§ Request
Turn each line of the listing below into a JSON list of strings, one string per line, with blank lines left out.

Pointing records

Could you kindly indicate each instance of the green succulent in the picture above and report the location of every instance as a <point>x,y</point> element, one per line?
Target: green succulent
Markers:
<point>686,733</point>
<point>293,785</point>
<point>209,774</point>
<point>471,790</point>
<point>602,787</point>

§ Worked solution
[
  "Could you kindly indicate each instance of the green succulent in the picture above and report the location of every instance as a <point>x,y</point> element, one per line?",
  "Target: green succulent",
  "Markers:",
  "<point>686,733</point>",
  "<point>293,785</point>",
  "<point>209,774</point>",
  "<point>471,790</point>",
  "<point>602,787</point>"
]